Text provided START

GS:  Right.  We decided to go out to L.A. and work with Vinnie and basically start a whole new project with the guys from NEW ENGLAND but under a new name rather than trying to find someone else to replace John and sing those songs.  We decided to hell with it and let’s form a whole new band with Vinnie.

LRI:  That’s where I have to stop you.  To most people,  that sounds like either the most INSANE or the most BRILLIANT decision ever!!

GS:  (laughs) Yeah, I guess we get a B for BALLS for that one (laughs).  It’s easy to play it safe and just get a new singer and carry on business as usual but I guess we were more for the idea of not beating a dead horse or trying to tread new ground.  We tried carrying on and coming up with different variations of Hirsh and Jimmy’s songs or my songs and all of us singing before we finally arrived in L.A. with Vinnie to work on Warrior.  The whole thing with Vinnie happened really fast and we basically made a snap decision.  He had a GREAT demo that he had put together and it didn’t sound ANYTHING like our band with John.  It was much heavier and much more in the direction that we wanted to go at that point which John didn’t.  We heard Vinnie’s demo and just jumped on it.  We closed our door on Boston and made the trip out.

LRI:  I have copies of that material WARRIOR recorded and it is MUCH more in line with the Heavy Metal scene that was breaking wide open at that point.  

GS:  Yeah, it was really not just what was going on, which it was and we knew it but it was also much closer to the music we all personally LOVED and were into also.  The funny thing is that when WARRIOR was rehearsing in the studios there at SIR out on the strip we would ACTUALLY hear people snickering and smirking about this music we were making with Vinnie and saying things like “Oh my god, heavy metal is so DEAD” and all that and we just kind of laughed it off like “Ok, you scene guys know it all”.  There was another group rehearsing right next to us who were also heavy named MOTLEY CRUE.  They were just getting started and were a bunch of HIGH SCHOOL kids mostly but they were really good, and we could tell the tide in general was changing.  We just looked at people who told us hard rock was dead like “SCREW YOU GUYS….We’re not listening to a thing you’re saying about how DUMB and DINOSAUR hard rock is, that’s total bullshit.”  Bands like THE WHO, LED ZEPPELIN were the reason we got into music to begin with, we didn’t wanna cut our hair and play new wave just because some insiders thought it was a good idea.  Vinnie had a deal in place with our old friends in KISS and was co-writing songs for them on the side and we were also putting this band together with songs he was writing which were GREAT.  The trouble was the songs were so great that at one point Vinnie was asked to join KISS as a full time member to replace Ace so that effectively ended our months of hard work on WARRIOR.  He was offered the chance to be in KISS and go to Brazil so he really wouldn’t be able to commit to anything else and how on earth could he turn that down, so he went and the songs went with him.  The only remains were the demos that we recorded at the RECORD PLANT out in L.A. which incidentally was also where KISS was recording (laughs).  We were constantly reworking songs like “BOYZ GONNA ROCK ” and “I LOVE IT LOUD” at rehearsals at SIR and talking about “Well, should we sell them this song or keep it for the band” when at the end of the day KISS just ended up wanting  Vinnie in addition to the material so none of those decisions really mattered (Laughs).   Gene and Paul offered him a LOT of money to go do the tour of Soccer Stadiums in South America so it really was a pretty easy choice to make versus staying on with us and working on demos.

Text provided END
Provided material START

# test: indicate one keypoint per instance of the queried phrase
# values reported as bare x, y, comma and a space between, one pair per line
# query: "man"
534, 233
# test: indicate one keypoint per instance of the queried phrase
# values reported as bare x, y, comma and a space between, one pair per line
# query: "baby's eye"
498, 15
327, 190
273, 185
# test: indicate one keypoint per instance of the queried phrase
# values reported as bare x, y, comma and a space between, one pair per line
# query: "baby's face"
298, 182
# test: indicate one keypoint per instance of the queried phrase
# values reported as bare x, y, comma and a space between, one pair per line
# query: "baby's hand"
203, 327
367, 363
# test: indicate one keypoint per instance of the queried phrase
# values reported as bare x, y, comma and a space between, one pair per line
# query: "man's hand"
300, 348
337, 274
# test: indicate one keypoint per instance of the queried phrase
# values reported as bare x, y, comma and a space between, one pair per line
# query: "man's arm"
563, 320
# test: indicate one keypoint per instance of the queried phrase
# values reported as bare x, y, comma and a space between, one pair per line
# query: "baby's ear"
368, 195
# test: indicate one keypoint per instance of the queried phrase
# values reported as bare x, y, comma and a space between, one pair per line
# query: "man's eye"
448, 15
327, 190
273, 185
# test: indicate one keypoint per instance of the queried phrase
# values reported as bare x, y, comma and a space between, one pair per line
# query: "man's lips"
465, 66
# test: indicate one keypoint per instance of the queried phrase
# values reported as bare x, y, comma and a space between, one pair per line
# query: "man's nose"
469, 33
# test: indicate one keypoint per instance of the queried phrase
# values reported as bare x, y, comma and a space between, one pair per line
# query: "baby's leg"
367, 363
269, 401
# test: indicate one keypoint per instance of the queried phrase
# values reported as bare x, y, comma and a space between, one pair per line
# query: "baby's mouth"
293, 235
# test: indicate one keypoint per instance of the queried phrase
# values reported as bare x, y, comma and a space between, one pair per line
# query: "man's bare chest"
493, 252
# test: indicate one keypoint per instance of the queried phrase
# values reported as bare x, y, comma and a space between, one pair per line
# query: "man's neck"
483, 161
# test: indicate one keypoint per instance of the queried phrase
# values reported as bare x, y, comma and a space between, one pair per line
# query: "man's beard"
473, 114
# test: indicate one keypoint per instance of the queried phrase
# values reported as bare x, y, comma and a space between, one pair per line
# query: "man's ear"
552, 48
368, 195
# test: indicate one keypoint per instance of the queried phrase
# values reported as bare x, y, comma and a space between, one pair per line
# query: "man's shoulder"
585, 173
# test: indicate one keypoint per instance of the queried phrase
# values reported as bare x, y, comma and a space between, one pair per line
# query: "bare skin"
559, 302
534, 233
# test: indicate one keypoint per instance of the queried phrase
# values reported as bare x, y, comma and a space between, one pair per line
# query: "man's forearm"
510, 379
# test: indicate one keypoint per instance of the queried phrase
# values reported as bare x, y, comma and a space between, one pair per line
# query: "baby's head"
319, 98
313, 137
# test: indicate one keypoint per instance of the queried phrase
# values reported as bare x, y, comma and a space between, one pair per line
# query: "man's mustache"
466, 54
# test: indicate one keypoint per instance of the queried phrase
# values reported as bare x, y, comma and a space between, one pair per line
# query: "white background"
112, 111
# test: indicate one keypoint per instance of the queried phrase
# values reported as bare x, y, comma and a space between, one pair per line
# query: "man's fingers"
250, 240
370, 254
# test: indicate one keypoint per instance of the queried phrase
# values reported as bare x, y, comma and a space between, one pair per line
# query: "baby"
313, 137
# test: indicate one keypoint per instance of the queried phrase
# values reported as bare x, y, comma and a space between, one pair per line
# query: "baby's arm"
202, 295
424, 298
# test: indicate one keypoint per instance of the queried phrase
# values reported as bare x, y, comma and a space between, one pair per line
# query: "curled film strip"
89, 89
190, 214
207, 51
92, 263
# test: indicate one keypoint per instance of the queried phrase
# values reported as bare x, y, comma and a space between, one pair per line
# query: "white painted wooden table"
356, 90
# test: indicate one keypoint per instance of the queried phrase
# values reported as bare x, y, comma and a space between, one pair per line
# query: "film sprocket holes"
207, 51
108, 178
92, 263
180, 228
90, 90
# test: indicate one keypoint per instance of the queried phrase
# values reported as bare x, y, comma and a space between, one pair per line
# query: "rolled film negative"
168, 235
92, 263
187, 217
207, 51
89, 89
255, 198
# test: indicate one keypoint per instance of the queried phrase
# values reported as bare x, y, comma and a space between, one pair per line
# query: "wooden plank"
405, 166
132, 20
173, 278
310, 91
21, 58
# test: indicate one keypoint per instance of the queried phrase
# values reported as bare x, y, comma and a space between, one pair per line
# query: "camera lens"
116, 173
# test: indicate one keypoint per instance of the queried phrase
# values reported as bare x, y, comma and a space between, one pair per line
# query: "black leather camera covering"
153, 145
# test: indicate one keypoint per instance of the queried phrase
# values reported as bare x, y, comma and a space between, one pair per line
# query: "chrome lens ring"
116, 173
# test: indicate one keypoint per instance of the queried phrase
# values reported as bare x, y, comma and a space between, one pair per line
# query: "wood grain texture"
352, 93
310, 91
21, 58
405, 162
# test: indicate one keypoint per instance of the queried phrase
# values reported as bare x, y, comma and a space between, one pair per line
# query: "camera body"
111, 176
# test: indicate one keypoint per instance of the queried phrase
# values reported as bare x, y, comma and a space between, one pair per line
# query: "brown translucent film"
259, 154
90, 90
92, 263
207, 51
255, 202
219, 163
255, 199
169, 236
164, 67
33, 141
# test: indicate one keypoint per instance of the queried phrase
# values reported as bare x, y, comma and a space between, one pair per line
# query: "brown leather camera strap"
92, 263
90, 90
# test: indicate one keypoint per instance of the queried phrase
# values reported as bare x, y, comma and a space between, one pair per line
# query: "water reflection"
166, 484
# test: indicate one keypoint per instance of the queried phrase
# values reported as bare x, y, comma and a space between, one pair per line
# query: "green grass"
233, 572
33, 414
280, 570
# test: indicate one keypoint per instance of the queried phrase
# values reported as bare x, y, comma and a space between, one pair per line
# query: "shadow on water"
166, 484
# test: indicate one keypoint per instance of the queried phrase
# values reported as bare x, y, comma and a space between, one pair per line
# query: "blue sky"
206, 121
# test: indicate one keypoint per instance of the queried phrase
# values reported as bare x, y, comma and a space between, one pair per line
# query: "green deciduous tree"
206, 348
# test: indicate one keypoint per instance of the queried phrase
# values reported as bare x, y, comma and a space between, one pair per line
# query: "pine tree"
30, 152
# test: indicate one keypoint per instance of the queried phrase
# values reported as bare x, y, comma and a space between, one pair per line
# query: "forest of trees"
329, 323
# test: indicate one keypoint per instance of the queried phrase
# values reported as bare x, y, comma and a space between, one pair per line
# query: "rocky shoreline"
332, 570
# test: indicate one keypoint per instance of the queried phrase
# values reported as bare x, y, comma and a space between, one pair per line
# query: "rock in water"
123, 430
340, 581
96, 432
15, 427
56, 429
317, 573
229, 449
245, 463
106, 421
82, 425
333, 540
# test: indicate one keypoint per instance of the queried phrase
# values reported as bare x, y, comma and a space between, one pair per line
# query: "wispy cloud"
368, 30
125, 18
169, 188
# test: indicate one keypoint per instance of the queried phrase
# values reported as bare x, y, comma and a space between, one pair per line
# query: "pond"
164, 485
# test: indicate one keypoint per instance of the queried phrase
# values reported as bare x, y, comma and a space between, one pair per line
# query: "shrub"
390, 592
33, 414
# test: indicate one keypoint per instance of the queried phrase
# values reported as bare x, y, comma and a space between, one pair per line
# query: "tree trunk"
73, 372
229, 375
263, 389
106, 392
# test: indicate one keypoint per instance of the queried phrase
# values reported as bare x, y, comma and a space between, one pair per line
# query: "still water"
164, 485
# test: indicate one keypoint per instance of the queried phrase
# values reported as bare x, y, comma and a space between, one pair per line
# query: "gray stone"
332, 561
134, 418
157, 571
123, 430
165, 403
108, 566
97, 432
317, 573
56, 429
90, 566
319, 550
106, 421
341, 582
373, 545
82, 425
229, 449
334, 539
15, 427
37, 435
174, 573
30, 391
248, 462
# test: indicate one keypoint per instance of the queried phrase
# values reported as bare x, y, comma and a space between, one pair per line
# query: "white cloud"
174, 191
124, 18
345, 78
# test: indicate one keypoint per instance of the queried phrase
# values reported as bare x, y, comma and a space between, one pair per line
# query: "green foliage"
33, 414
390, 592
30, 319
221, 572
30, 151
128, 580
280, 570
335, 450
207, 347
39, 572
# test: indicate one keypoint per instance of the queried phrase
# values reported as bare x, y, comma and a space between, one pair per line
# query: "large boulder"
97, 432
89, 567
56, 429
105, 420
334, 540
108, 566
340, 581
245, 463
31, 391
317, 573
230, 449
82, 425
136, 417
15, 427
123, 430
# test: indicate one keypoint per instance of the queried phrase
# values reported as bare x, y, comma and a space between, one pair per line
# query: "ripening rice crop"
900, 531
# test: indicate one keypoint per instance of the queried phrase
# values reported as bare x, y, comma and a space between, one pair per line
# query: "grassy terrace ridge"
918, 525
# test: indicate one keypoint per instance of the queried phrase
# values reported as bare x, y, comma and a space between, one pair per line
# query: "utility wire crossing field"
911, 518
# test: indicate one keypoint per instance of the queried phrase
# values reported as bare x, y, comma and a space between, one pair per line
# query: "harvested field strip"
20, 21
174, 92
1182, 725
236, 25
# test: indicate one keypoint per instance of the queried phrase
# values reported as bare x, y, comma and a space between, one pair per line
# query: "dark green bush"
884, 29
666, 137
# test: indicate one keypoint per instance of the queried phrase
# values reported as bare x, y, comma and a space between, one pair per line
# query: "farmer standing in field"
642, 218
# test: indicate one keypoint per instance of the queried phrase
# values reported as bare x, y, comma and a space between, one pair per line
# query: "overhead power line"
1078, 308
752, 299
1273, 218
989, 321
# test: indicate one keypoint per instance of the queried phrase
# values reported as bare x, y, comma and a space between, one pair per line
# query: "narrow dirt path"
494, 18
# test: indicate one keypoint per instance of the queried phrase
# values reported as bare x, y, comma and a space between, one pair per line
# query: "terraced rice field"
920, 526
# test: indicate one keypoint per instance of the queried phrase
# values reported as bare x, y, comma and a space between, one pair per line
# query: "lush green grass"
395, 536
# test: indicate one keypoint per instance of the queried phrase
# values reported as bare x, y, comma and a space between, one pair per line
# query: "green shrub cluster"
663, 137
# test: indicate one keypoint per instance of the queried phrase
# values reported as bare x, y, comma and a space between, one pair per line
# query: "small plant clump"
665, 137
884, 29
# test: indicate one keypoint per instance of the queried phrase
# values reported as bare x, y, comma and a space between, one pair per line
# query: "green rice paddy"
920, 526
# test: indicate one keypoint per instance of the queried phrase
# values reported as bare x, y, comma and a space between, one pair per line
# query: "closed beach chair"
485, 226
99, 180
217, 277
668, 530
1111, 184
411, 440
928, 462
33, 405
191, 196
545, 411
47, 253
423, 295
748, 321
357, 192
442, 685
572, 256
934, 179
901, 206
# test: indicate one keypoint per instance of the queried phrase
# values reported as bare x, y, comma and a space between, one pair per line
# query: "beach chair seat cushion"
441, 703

Provided material END

- Requirement
Extend the interview about forming the band Warrior with Vinnie, continuing after its final sentence.

- Response area
LRI:  You were already familiar with what a TOP 40 hit sounded like from your time in NEW ENGLAND but I would love to have been in your head to hear what you were thinking when you heard Vinnie’s material.  So much of that material ended up being massive KISS hits, what did you think when you heard it?

GS:  I LOVED it.  I Thought it was absolutely fantastic.  I thought it was SO good that I was willing to sacrifice everything I had in Boston and through everything in a suitcase to go to L.A. and form WARRIOR.   I worked on those songs all day long, every day, all of us were.  When he joined KISS it was like “Wow, now what do we do?”.  Jimmy Waldo (Keyboardist) and I stayed out in L.A. and ended up forming Alcatrazz and Hirsh (Gardner, drums) went back to pursue music in Boston.

LRI:  I cannot avoid the obvious question.  I asked  Hirsh but he didn’t really elaborate…..Vinnie is a fantastic writer and a maniac guitar player but what was it actually like to WORK with this enigma?

GS:  It was almost impossible.  He was very, very difficult to work with.  He was THROWN out of KISS of  course famously after all of this and the reason why Hirsh probably doesn’t wanna even talk about it is because Vinnie did some really, really nasty things to Hirsh around that time after he was booted from KISS.  He did something which was not very nice which was he USED HIRSH to play drums on his new INVASION band’s demo out in BOSTON and then took it out to NEW YORK and just replaced all the drum tracks and got a record deal using the demo that HIRSH recorded.  HIRSH not only lost his tracks but he lost all opportunity to make money on the work he allowed VINNIE to do out at his place in Boston.  That was VINNIE VINCENT, that’s the kind of bandmember he was.  Later on when VINNIE VINCENT INVASION played Providence, Rhode Island and Hirsh had the cops lock up all their amplifiers and equipment.  After Hirsh put an order on him and sued him the marshalls came in and closed them down, they had to cancel the gig (laughs).  Jimmy and I were in Tokyo with Alcatrazz when that happened and were just happy we weren’t involved (laughs).

LRI:  So, it wasn’t like he was difficult to work with on the surface it was more his tendency to be shady and backstabbing?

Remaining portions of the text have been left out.